=== Job ===
In the data below, change every "pixel values" to "pixel coordinates" and leave everything else as it is.

=== Data rows ===
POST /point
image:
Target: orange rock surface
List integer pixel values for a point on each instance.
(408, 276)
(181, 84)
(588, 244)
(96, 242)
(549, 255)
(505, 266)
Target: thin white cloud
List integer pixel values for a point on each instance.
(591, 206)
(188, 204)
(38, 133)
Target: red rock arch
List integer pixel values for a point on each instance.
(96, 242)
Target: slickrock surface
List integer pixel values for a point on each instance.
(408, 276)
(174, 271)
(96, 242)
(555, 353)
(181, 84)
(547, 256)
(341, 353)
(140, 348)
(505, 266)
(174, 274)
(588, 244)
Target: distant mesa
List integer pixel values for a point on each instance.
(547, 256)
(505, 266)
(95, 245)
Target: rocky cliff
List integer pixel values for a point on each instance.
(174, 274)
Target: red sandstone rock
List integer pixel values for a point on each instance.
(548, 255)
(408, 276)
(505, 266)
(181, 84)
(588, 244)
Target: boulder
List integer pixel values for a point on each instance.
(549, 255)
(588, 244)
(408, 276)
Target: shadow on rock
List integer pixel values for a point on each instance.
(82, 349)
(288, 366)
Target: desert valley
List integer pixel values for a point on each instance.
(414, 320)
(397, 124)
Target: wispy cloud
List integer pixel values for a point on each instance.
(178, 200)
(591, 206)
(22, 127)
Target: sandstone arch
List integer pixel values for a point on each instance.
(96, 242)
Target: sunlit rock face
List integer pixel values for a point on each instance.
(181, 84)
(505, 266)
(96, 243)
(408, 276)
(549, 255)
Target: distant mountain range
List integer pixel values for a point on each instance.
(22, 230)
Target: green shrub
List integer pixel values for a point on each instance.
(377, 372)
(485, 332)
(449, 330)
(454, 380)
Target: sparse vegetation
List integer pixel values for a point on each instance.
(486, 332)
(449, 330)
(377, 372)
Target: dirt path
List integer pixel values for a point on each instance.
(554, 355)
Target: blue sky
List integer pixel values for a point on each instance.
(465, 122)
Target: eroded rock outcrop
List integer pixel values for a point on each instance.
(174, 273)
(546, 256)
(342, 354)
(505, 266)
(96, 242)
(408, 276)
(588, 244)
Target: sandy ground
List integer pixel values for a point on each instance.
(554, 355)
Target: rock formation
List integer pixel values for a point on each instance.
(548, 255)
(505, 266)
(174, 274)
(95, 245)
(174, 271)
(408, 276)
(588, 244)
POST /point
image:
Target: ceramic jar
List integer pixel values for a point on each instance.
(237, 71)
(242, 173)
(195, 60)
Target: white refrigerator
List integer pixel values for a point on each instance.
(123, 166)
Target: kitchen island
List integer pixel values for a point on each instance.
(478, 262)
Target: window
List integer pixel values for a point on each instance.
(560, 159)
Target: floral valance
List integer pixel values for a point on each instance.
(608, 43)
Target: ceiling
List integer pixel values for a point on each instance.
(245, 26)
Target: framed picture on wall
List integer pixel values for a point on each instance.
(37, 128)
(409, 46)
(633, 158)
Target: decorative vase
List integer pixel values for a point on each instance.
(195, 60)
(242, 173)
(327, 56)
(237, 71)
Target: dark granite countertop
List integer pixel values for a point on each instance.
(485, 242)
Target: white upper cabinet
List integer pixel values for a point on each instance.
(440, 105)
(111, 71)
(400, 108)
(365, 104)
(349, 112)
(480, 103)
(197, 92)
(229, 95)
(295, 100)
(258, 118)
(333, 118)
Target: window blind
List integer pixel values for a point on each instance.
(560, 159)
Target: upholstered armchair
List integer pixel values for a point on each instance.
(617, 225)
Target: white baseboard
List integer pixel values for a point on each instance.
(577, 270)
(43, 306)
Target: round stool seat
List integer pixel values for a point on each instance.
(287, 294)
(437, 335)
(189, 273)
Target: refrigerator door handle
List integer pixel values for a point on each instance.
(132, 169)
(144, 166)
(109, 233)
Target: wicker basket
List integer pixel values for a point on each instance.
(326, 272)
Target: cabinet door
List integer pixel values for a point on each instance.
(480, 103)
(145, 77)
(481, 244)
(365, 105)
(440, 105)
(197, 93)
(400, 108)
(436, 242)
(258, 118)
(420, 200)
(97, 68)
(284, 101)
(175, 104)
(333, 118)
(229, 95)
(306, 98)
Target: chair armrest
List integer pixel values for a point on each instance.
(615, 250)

=== Task answer ===
POST /point
image:
Target: orange rock surface
List integer pixel coordinates for a point on each instance.
(408, 276)
(181, 84)
(588, 244)
(96, 242)
(549, 255)
(505, 266)
Target: thin white cloud
List integer pixel coordinates for a point on each instance.
(591, 206)
(188, 204)
(38, 133)
Target: red rock arch
List integer pixel coordinates for a point on each instance.
(96, 242)
Target: slickrock surface
List integer pixel coordinates for a point on each instance.
(408, 276)
(174, 271)
(96, 242)
(555, 353)
(181, 84)
(547, 256)
(341, 353)
(140, 348)
(505, 266)
(174, 274)
(588, 244)
Target: distant mesa
List integer pixel coordinates for a point on each instance.
(547, 256)
(505, 266)
(95, 245)
Target: rocky cliff
List integer pixel coordinates for a point on each instance.
(174, 274)
Target: red sandstone rock
List integer pixel coordinates for a point on each instance.
(548, 255)
(408, 276)
(505, 266)
(181, 84)
(588, 244)
Target: boulder
List integer pixel coordinates for a point on each instance.
(549, 255)
(588, 244)
(408, 276)
Target: shadow on rock
List integer pixel coordinates for a point on each instance.
(82, 349)
(288, 366)
Target: desert valley
List integer pixel coordinates for a point on each instance.
(414, 320)
(397, 124)
Target: wispy cloud
List integer pixel coordinates for a point on each instance.
(178, 200)
(591, 206)
(22, 127)
Target: sandstone arch
List integer pixel coordinates for a point on each instance.
(96, 242)
Target: sunlit rock face
List integer pixel coordinates for a point on each instance.
(181, 84)
(505, 266)
(96, 243)
(408, 276)
(549, 255)
Target: distant mountain range
List integer pixel coordinates for a point on each instance.
(22, 230)
Target: green shrub
List integer pixel coordinates for a point on each instance.
(377, 372)
(485, 332)
(449, 330)
(454, 380)
Target: sparse vegetation
List integer pixel coordinates for a point on each instance.
(486, 332)
(449, 330)
(377, 372)
Target: dirt path
List integer pixel coordinates for a point on each instance.
(554, 355)
Target: blue sky
List integer pixel coordinates for a point on each instance.
(465, 122)
Target: eroded rock outcrop
List integer pixel coordinates for a point on each instance.
(174, 273)
(546, 256)
(342, 354)
(505, 266)
(96, 242)
(408, 276)
(588, 244)
Target: sandy ground
List integer pixel coordinates for a point on each instance.
(554, 355)
Target: rock formation
List integer pixel coordinates for a point on each instance.
(548, 255)
(505, 266)
(174, 274)
(95, 245)
(174, 271)
(408, 276)
(588, 244)
POST /point
image:
Target: ceramic jar
List integer pixel coordinates for a point on each instance.
(237, 71)
(242, 173)
(195, 60)
Target: white refrigerator
List integer pixel coordinates for a point on each instance.
(123, 166)
Target: kitchen island
List integer pixel coordinates for a point on each instance.
(478, 262)
Target: window
List integer pixel coordinates for a point on each instance.
(560, 159)
Target: floral valance
List integer pixel coordinates for a point on each instance.
(608, 43)
Target: ceiling
List integer pixel coordinates for a point on each instance.
(245, 26)
Target: framed picture on wall
List integer pixel coordinates for a point on each instance.
(37, 128)
(409, 46)
(633, 158)
Target: decorative vase
List integer pixel coordinates for a point on each instance.
(195, 60)
(242, 173)
(327, 56)
(237, 71)
Target: dark granite countertop
List integer pixel coordinates for a point on each instance.
(485, 242)
Target: white upper cabinet
List integer pixel coordinates for a point on each instance.
(440, 105)
(111, 71)
(400, 108)
(365, 104)
(349, 112)
(480, 103)
(197, 92)
(229, 95)
(295, 100)
(258, 118)
(333, 118)
Target: window blind
List integer pixel coordinates for a point on each instance.
(560, 159)
Target: upholstered armchair
List integer pixel coordinates for a point on each instance.
(617, 225)
Target: white baseboard
List integer pixel coordinates for a point on each instance.
(577, 270)
(43, 306)
Target: round stool seat
List integer pixel coordinates for a point on each instance.
(287, 294)
(437, 335)
(189, 273)
Target: refrigerator door handle
List integer pixel coordinates for a point on each instance.
(132, 169)
(144, 166)
(109, 233)
Target: wicker basket
List integer pixel coordinates for a point on each instance.
(326, 272)
Target: cabinet door
List integer pixel coordinates for a point on each instance.
(480, 103)
(145, 77)
(481, 244)
(365, 105)
(440, 105)
(197, 93)
(400, 108)
(436, 242)
(258, 118)
(420, 200)
(97, 68)
(284, 101)
(175, 104)
(333, 118)
(229, 95)
(306, 98)
Target: chair armrest
List integer pixel coordinates for a point on each instance.
(615, 250)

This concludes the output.